#### 本文:
胸の奥の情熱を隠さない田村さん。それでも芸人の夢だけは、周囲にはなかなか打ち明けられずにいた。高校卒業後はNSC(吉本の養成所)に入所。そこでのちの相方である川島 明さんと出会うことになる。

相方との運命の出会い

相方の川島さんとの出会いについて尋ねると、まるで恋人の話をするかのように、「運命」と田村さんは言う。

「養成所に入ったとき、僕は貧乏で汚いじゃないですか。川島くんは引きこもりでオタクで汚いじゃないですか。ど貧乏な僕が声をかけるのを迷ったくらい(笑)。だから、気になってしまったんですよね」

相方というのは不思議なものだ。多くの場合、相手がどんな人物かもわからないまま養成所に同時期に入ったというタイミングの妙によって、一生を共にするような仲となるのだから。

「NSCは授業が始まってすぐにネタ見せがあったり、コンビ組んだりするんです。たまたま僕が川島くんの前に組んでいた人と解散したタイミングで、川島くんが授業でネタ見せして。もう見つけたー!って感じじゃないですか。でも僕は運命を感じているのに、川島くんは何も思っていないんですよ……」

そんな出会いを経てコンビとなった「麒麟」は、芸歴2年目にしてM−1の決勝にあがり、そこからはトントン拍子で「人気芸人」の地位を確立していった。

■爆発的にヒットした『ホームレス中学生』

#### 指示文 A:
記録の「For the evaluation set, locate every instance of the lava」を含む行から「x=506 y=332」を含む行までを、「lava rock」を「volcanic rock」に差し替えて書き出す。ほかの部分は一切変えない。
本文とこのあとの記録は、互いに関係のない別々の資料である。

#### 表示データ:
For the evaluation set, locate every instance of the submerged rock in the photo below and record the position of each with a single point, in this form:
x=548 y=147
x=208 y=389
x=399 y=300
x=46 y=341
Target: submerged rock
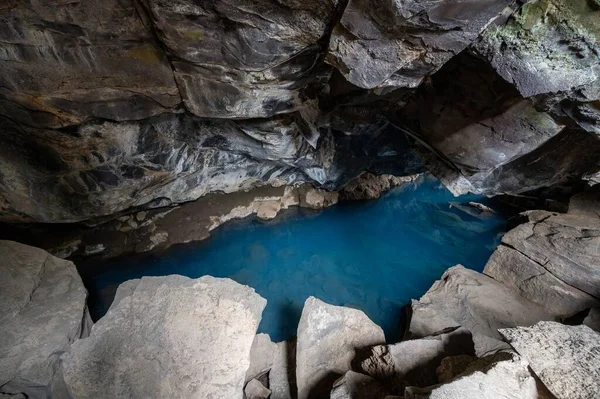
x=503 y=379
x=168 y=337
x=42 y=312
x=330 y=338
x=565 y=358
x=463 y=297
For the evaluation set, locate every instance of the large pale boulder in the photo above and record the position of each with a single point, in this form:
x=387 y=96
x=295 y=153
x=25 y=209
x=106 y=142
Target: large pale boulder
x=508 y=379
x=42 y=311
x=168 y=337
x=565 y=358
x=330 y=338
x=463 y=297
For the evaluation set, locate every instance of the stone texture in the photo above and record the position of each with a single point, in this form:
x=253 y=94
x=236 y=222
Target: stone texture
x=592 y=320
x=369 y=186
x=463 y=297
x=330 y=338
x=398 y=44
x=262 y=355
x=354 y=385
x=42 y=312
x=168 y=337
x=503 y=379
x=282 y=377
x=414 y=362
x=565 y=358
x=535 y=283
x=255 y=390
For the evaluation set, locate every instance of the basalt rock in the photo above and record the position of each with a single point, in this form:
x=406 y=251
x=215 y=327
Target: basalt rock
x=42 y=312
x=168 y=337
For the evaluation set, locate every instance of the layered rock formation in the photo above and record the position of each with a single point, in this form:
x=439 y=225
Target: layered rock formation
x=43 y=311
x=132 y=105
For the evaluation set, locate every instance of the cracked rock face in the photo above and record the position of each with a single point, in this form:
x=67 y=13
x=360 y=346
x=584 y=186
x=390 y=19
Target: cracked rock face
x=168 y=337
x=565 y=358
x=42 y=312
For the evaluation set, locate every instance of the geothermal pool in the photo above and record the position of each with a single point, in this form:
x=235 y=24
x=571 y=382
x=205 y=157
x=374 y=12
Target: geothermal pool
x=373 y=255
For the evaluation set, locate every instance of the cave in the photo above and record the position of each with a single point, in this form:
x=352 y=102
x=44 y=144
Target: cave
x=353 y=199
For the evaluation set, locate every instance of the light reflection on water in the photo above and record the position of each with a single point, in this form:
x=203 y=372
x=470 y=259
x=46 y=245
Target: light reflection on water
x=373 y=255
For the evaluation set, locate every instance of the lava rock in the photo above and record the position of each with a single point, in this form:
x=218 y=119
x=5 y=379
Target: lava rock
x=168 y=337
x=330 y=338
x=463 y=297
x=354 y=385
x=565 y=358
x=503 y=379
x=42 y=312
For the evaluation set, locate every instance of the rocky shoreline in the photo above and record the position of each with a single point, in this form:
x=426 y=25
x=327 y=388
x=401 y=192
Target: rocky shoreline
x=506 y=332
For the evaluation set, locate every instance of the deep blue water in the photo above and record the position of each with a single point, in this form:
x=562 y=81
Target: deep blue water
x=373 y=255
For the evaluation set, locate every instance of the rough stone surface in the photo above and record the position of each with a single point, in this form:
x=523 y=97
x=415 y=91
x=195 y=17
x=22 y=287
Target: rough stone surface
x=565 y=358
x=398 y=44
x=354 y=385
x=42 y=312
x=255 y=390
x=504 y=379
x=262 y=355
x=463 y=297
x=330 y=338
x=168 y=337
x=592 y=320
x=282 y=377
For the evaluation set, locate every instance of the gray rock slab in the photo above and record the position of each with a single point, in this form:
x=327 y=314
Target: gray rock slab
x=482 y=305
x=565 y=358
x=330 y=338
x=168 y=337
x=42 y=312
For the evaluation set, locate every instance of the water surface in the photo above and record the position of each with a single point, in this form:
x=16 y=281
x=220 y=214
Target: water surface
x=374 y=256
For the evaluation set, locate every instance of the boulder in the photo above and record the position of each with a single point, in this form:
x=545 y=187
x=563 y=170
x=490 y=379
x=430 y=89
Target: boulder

#### 指示文 B:
芸人の田村さんについての本文を、最後に示された部分のあとから書き継ぐ。

#### 出力結果 A:
For the evaluation set, locate every instance of the volcanic rock in the photo above and record the position of each with a single point, in this form:
x=218 y=119
x=5 y=379
Target: volcanic rock
x=168 y=337
x=330 y=338
x=463 y=297
x=354 y=385
x=565 y=358
x=503 y=379
x=42 y=312
For the evaluation set, locate every instance of the rocky shoreline in the photo above and record the position of each with a single point, in this form:
x=426 y=25
x=327 y=388
x=401 y=192
Target: rocky shoreline
x=506 y=332

#### 出力結果 B:
そして田村さんの人気を決定づけたのが、前述の『ホームレス中学生』である。バラエティで自身の幼少期の貧乏ネタを話していたのが、出版社の目にとまり書籍化に至った。『ホームレス中学生』の爆発的ヒットは、本業であるお笑いにも少なからず変化をもたらした。

「僕自身は変わっているつもりはない。でも何を言っても『金持ってるやん。2億稼いでるやん』という空気になってしまうんです。典型的だったのは僕らが大阪の劇場に出たとき。客席からヤジが飛んだんですよ。おばちゃんが『この税金泥棒!』って。まあぼく印税もらっただけで、税金泥棒は一切してないんですけど(笑)」

これまでウケていたものが、ウケない。それが単なる観客の嫉妬ややっかみからくるものなのか、それとも自分がどこか天狗になっているせいなのか、原因がわからず焦燥感だけが募る日々だった。